-- Reading text start --

The AMC Javelin was offered only as a two-door hardtop body style in base or more premium SST models. Powering the pony car was a 232 cu in (3.8 L) straight-6 or a 290 CID (4.8 L) two-barrel carburetor V8 engine. Buyers could opt for a 343 cu in (5.6 L) V8 engine in regular gasoline two-barrel or high-compression, premium-fuel four-barrel versions. Following a road test racing driver Gordon Johncock praised the Javelin for its plentiful features and roomy ride. He even 'wanted to take it home'.
The standard straight-six engine had a top speed of 80 mph when equipped with an automatic transmission while the small 290 cu in (4.8 L) V8 engine produced a top speed of 100 mph. Optional on the pony car was a three-speed 'Shift-Command' automatic transmission with a center console-mounted gear selector. Fully automatic, the forward settings included '1', '2', and a 'D' mode, and the driver could shift manually through all three gears at his leisure.
An optional feature, the 'Go Package' featured a four-barrel carbureted 343 cu in (5.6 L) AMC V8 engine, heavy-duty suspensions, power front disc brakes, dual exhausts with chromed outlets, and wide body-side stripes. The 'Go Package' rode on E70x14 redline tires mounted on chrome-plated 'magnum 500' styled road wheels. With a top speed of 120 mph and the ability to achieve a quarter-mile in just 15.4 seconds, a 343 Go Pac Javelin could run 0-60 mph in 8 seconds. During the first few months of 1968 production the largest engine produced was a 5.6-liter V8 engine produced 284 SAE bhp; a formidable car indeed.
Offered as a 'Go-package' option in mid-1968, the new AMX 390 cu in (6.4 L) engine came with a floor-mounted automatic or manual four-speed transmission. This option produced a dangerous 315 hp and 425-pound force-feet (576 N•m) of torque that equipped the Javelin to go from 0-60 mph in merely 7 seconds.
A variety of factory-approved 'Group 19' dealer-installed performance accessories were available for the AMX and Javelin muscle models. These accessories included popular extras like high-performance camshaft kits, needle-bearing roller rocker arms, dual four-barrel cross-ram intake manifolds, and dual-point ignition.
Popular with the 25 to 30 aged crowd, the average age for the first 1,000 Javelin's was 29, which was a decade younger than the 'median for all AMC customers'. Mary Wells Lawrence of Wells, Rich, and Green Inc., was responsible for the Javelin's innovative and unique marketing strategy. Incredibly daring, the campaign used comparisons of the Ford Mustang and the AMC Javelin side by side along with the Mustang being beaten to pieces with sledgehammers.

-- Reading text end --
-- Raw data start --

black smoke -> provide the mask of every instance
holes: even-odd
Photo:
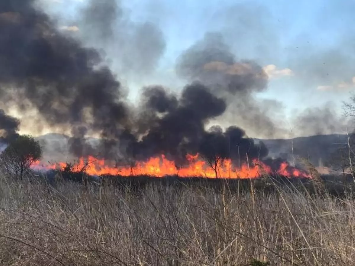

-- Raw data end --

Given task —
Transcribe the portion of the AMC Javelin passage starting with "The standard straight-six" and going on through "at his leisure.", reproducing every word and punctuation mark precisely.

Finished task —
The standard straight-six engine had a top speed of 80 mph when equipped with an automatic transmission while the small 290 cu in (4.8 L) V8 engine produced a top speed of 100 mph. Optional on the pony car was a three-speed 'Shift-Command' automatic transmission with a center console-mounted gear selector. Fully automatic, the forward settings included '1', '2', and a 'D' mode, and the driver could shift manually through all three gears at his leisure.